◆ Excerto do documento ◆
>>>>

Não, essa é uma expressão demasiado
forte. Antes de traída, esta geração deve ; sentir-se revoltada.
Criou-se uma expectativa desmesurada de que a um curso superior
correspondia uma saída profissional para todos. E não foi assim.
Assumiu-se algo que não se podia prometer, foi um erro. Eu também
estive num curso superior, em cinema, e já na altura a expectativa
de ter um emprego estável não era completamente garantida. Os meus
pais, ele bancário e ela professora primária, entretanto
reformados, tiveram o mesmo emprego ao longo da vida. Isto hoje em
dia não é possível.
Há
esperança para um futuro pintado em tons de negro?
Aos 17,18, 19 ou 20 anos o futuro
pode ser qualquer coisa. O desemprego duradouro veio para ficar,
mas os sonhos não podem morrer. Não há altura melhor do que a
juventude para lutar contra a adversidade. E estou convicto que a
força juvenil, através da participação cívica e social, vai gerar
progressos relevantes.

<<<<

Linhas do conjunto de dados
>>>>

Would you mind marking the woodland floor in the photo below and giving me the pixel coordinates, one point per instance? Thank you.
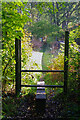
(26, 108)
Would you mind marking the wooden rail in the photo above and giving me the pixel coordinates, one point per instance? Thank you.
(42, 70)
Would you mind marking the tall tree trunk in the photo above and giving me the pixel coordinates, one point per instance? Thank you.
(54, 13)
(57, 14)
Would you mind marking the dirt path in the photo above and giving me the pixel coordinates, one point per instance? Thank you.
(36, 58)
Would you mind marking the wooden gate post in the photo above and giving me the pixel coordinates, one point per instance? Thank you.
(18, 64)
(66, 61)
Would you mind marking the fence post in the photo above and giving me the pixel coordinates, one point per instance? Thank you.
(66, 61)
(18, 64)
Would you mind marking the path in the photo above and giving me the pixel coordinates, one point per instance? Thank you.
(36, 58)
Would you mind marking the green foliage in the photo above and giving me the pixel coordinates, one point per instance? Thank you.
(13, 19)
(43, 28)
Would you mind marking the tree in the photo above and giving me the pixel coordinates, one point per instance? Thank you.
(14, 17)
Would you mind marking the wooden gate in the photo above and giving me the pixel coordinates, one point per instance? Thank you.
(18, 67)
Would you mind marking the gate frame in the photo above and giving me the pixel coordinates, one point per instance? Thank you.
(18, 67)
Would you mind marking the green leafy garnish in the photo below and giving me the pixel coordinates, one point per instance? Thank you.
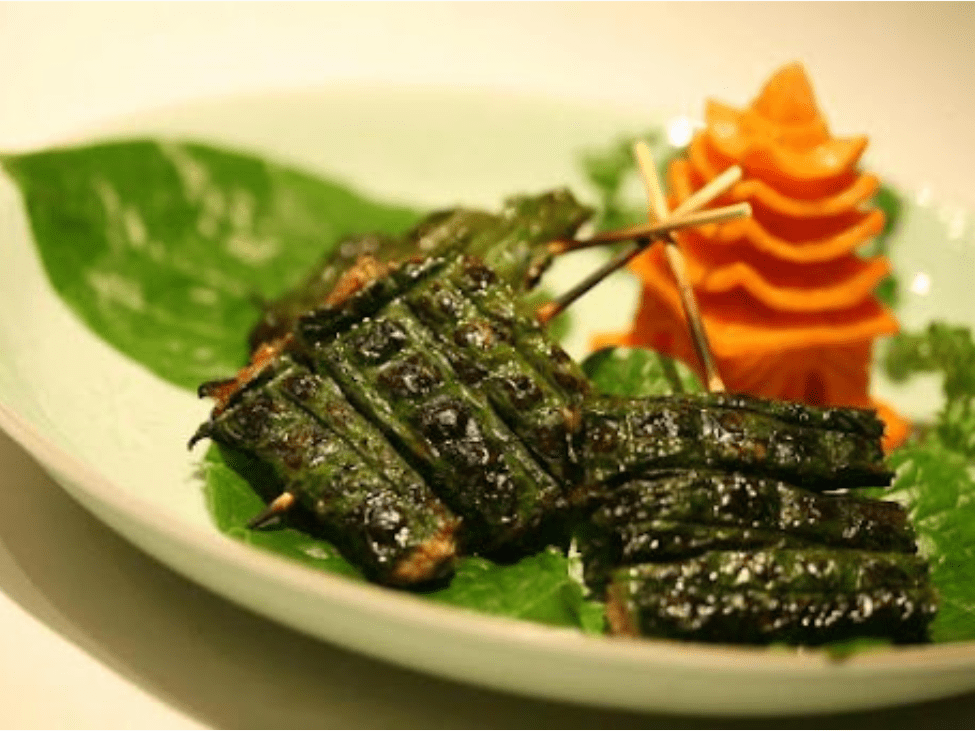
(639, 372)
(609, 169)
(539, 588)
(935, 475)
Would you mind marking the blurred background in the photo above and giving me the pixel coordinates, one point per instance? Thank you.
(94, 634)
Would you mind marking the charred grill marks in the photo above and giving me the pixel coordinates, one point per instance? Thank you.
(423, 392)
(377, 510)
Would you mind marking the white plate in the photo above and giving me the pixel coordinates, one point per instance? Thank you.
(114, 436)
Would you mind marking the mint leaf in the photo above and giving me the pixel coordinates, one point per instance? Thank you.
(935, 476)
(639, 372)
(537, 588)
(233, 502)
(164, 248)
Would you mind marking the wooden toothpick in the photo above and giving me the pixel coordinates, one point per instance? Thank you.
(660, 211)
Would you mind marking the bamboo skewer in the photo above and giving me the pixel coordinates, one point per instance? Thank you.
(686, 214)
(659, 211)
(662, 225)
(281, 504)
(676, 222)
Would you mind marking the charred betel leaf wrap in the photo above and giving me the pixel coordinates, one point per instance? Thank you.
(486, 355)
(422, 390)
(806, 596)
(512, 242)
(364, 497)
(677, 514)
(390, 367)
(629, 436)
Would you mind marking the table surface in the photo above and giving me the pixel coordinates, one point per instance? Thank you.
(93, 633)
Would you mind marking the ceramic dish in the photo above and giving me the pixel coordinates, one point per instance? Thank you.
(114, 435)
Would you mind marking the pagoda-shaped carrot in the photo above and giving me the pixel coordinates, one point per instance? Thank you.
(787, 303)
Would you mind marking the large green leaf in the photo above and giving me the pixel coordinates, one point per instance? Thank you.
(165, 248)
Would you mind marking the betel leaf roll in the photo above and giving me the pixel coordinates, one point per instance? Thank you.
(799, 597)
(371, 504)
(485, 356)
(629, 436)
(424, 389)
(512, 242)
(389, 367)
(676, 514)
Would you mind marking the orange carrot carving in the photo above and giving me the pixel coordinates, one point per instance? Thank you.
(787, 303)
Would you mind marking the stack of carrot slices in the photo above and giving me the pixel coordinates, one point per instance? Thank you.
(787, 303)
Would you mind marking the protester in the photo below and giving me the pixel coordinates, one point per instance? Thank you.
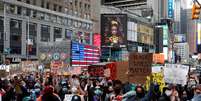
(30, 87)
(49, 95)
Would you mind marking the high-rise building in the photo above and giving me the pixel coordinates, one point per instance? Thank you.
(45, 21)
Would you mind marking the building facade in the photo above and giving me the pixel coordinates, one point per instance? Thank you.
(44, 21)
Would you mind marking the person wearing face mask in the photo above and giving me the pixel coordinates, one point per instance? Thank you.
(166, 94)
(197, 93)
(184, 96)
(140, 93)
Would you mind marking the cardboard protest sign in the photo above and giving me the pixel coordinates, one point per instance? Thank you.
(68, 97)
(103, 70)
(158, 58)
(139, 67)
(156, 69)
(122, 70)
(176, 73)
(157, 78)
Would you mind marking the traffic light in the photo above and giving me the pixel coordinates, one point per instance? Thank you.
(195, 11)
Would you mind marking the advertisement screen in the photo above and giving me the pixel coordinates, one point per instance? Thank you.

<<<<

◆ Objetivos ◆
a – Atualize a passagem do excerto entre "Aos 17,18, 19" e "progressos relevantes.", inclusive, substituindo "juventude" por "mocidade".
b – Transcreva sem alterações as linhas do conjunto de dados entre a que contém "Would you mind marking the building" e a última dessas linhas, ambas incluídas.

◆ Respostas escritas ◆
a –
Aos 17,18, 19 ou 20 anos o futuro
pode ser qualquer coisa. O desemprego duradouro veio para ficar,
mas os sonhos não podem morrer. Não há altura melhor do que a
mocidade para lutar contra a adversidade. E estou convicto que a
força juvenil, através da participação cívica e social, vai gerar
progressos relevantes.

b –
Would you mind marking the building facade in the photo above and giving me the pixel coordinates, one point per instance? Thank you.
(44, 21)
Would you mind marking the person wearing face mask in the photo above and giving me the pixel coordinates, one point per instance? Thank you.
(166, 94)
(197, 93)
(184, 96)
(140, 93)
Would you mind marking the cardboard protest sign in the photo above and giving me the pixel coordinates, one point per instance? Thank you.
(68, 97)
(103, 70)
(158, 58)
(139, 67)
(156, 69)
(122, 70)
(176, 73)
(157, 78)
Would you mind marking the traffic light in the photo above and giving me the pixel coordinates, one point per instance? Thank you.
(195, 11)
Would you mind marking the advertisement screen in the photo above and giving me the pixel coordinates, one point per instance? Thank you.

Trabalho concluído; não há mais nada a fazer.